* BEGIN Excerpted text *

A box of doughnuts says it's from the National Enquirer.

Interesting, the contrast between two beautifully toned photographs, the great Roy de Carava yesterday (I love the way that "...and Elvin" gets your attention on that blurred, hunched shape in the background), and this. Each is so distinctively of its time.

Is there a technical reason for that "nineteenth century" look? I don't mean the sepia toning, I mean the distinctive richness of the dark tones, and the delicacy of the light tones -- they're so rarely just grey, those old photographs. It's as if they lived under a different sun, in those days...

It's an OK photo, but the colors need a little more "pop".

Is there a technical reason for that "nineteenth century" look?

The nineteenth century negatives that I have seen are pretty darn dense with plenty of shadow detail.

Also the printing out paper they used has a self masking property where the shadow areas in the print get less sensitive as they get darker.

Combine the two qualities and you have a system where if you over expose the negative then overexpose the print until you get some highlight detail, everything works and you get those creamy highlights and rich detailed dark tones that never quite get to black


Hugh & Mike C. I believe the film plates back then were only blue and green sensitive with probably some ultra violet light sensitivity thrown in and pyro developer may have been used.
Also lenses had a little more internal flair giving you that creamy look. If it were a cloudy day that would also help the look.
This photo is a classic beauty, all the elements work. Notice the clenched hand, probably not sure what was going on.

* END Excerpted text *

* Exercise details: Please reproduce the full comment thread on the look of nineteenth-century photographs word for word.

* BEGIN Extracted material *

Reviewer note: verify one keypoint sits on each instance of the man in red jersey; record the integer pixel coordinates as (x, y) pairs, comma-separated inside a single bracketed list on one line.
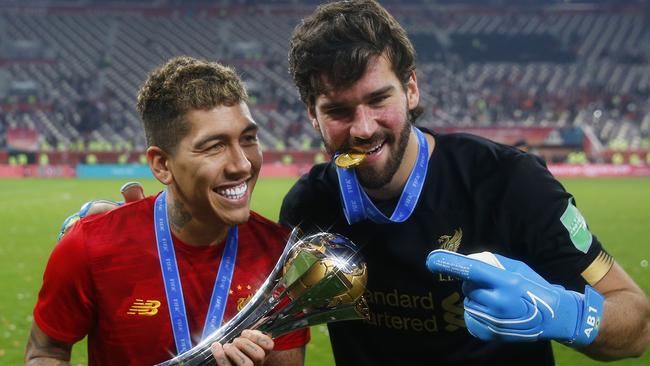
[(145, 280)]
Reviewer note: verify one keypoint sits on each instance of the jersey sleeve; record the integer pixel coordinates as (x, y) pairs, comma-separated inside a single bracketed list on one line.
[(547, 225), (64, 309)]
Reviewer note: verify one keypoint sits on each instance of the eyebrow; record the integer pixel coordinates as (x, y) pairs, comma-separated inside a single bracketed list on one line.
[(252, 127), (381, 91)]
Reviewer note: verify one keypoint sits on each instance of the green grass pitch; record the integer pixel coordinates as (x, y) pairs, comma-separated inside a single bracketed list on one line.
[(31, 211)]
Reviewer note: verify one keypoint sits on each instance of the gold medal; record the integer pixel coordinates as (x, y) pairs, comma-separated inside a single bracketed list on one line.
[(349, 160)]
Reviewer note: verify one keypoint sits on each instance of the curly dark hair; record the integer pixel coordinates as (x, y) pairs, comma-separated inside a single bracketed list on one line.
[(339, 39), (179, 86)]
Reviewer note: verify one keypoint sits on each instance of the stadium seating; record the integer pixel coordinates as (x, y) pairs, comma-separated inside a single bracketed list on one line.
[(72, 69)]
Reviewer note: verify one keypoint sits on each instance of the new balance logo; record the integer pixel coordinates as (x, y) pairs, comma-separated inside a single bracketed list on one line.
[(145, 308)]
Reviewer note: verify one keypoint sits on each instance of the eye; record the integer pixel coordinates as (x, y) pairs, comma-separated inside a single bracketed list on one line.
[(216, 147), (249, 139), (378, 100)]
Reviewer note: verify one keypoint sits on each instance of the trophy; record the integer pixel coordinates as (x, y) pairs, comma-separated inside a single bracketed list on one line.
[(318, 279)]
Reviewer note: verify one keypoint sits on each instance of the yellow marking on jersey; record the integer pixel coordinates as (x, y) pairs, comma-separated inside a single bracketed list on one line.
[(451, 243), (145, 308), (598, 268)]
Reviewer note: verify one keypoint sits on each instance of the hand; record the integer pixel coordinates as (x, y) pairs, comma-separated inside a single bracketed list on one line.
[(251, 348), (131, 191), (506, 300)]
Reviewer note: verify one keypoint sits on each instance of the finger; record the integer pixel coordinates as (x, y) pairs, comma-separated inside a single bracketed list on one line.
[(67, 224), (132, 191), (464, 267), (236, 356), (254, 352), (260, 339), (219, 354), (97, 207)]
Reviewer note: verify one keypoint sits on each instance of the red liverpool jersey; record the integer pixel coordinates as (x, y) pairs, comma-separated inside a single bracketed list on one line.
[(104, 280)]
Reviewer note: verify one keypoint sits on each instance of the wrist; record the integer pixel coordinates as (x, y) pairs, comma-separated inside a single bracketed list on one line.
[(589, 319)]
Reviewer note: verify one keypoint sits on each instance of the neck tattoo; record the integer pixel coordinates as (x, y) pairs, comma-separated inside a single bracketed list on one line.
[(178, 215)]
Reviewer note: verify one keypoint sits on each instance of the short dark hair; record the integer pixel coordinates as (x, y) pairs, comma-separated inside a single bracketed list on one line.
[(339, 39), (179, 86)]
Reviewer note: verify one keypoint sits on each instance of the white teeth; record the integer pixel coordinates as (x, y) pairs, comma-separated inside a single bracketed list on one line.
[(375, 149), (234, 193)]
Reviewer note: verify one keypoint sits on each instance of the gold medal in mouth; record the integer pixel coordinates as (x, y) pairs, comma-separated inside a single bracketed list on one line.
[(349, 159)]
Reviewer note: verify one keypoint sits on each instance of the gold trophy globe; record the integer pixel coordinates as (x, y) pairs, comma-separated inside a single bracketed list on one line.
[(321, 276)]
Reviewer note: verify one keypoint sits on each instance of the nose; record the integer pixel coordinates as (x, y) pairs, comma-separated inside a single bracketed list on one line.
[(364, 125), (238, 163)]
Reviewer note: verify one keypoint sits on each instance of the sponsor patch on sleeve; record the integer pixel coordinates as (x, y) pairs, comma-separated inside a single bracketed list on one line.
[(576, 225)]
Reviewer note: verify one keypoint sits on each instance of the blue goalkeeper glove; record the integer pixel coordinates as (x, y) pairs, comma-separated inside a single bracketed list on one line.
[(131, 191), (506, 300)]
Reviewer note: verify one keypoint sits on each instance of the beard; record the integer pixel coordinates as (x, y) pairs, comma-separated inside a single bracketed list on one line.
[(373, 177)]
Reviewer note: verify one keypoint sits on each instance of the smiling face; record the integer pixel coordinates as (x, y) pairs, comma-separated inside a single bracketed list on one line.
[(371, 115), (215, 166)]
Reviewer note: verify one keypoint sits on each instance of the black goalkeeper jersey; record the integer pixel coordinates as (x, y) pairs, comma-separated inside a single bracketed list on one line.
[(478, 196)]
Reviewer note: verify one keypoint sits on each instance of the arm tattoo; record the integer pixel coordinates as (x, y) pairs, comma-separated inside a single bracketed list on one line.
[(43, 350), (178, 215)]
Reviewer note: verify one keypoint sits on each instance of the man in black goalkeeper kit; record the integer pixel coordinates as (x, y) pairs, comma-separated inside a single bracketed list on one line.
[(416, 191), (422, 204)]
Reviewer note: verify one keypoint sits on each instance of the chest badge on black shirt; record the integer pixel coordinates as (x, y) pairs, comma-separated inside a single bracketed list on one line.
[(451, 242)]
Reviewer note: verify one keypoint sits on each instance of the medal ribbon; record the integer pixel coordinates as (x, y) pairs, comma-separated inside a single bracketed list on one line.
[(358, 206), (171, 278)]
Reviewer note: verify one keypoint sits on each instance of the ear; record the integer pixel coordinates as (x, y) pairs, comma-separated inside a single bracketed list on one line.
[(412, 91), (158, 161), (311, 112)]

* END Extracted material *

* Reply:
A box of doughnuts says it's from the National Enquirer.

Interesting, the contrast between two beautifully toned photographs, the great Roy de Carava yesterday (I love the way that "...and Elvin" gets your attention on that blurred, hunched shape in the background), and this. Each is so distinctively of its time.

Is there a technical reason for that "nineteenth century" look? I don't mean the sepia toning, I mean the distinctive richness of the dark tones, and the delicacy of the light tones -- they're so rarely just grey, those old photographs. It's as if they lived under a different sun, in those days...

It's an OK photo, but the colors need a little more "pop".

Is there a technical reason for that "nineteenth century" look?

The nineteenth century negatives that I have seen are pretty darn dense with plenty of shadow detail.

Also the printing out paper they used has a self masking property where the shadow areas in the print get less sensitive as they get darker.

Combine the two qualities and you have a system where if you over expose the negative then overexpose the print until you get some highlight detail, everything works and you get those creamy highlights and rich detailed dark tones that never quite get to black


Hugh & Mike C. I believe the film plates back then were only blue and green sensitive with probably some ultra violet light sensitivity thrown in and pyro developer may have been used.
Also lenses had a little more internal flair giving you that creamy look. If it were a cloudy day that would also help the look.
This photo is a classic beauty, all the elements work. Notice the clenched hand, probably not sure what was going on.